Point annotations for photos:
--- Start ---

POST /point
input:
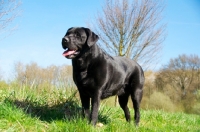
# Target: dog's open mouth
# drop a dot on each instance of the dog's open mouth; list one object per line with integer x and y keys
{"x": 70, "y": 53}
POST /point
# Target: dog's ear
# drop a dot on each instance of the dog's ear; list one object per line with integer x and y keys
{"x": 69, "y": 30}
{"x": 92, "y": 38}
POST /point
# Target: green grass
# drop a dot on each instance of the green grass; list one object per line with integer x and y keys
{"x": 58, "y": 110}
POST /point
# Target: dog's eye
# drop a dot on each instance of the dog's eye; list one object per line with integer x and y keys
{"x": 77, "y": 34}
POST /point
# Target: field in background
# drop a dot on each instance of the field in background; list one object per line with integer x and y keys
{"x": 29, "y": 108}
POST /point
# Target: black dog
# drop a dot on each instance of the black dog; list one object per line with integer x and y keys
{"x": 98, "y": 75}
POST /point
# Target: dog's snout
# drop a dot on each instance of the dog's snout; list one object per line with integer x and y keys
{"x": 66, "y": 39}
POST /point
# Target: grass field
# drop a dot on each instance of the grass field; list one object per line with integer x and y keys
{"x": 58, "y": 110}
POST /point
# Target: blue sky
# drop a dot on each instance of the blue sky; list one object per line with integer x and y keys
{"x": 42, "y": 24}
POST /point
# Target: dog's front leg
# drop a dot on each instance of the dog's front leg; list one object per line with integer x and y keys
{"x": 95, "y": 107}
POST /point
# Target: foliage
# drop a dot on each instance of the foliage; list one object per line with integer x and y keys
{"x": 180, "y": 80}
{"x": 24, "y": 109}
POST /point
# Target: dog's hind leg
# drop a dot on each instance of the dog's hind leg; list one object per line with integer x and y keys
{"x": 136, "y": 97}
{"x": 123, "y": 100}
{"x": 85, "y": 100}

--- End ---

WHAT YOU NEED TO DO: Please count the lines in the items above that contain the string "background", treating uppercase and lowercase as different, and reply with the number alone.

COMPLETE ANSWER: 2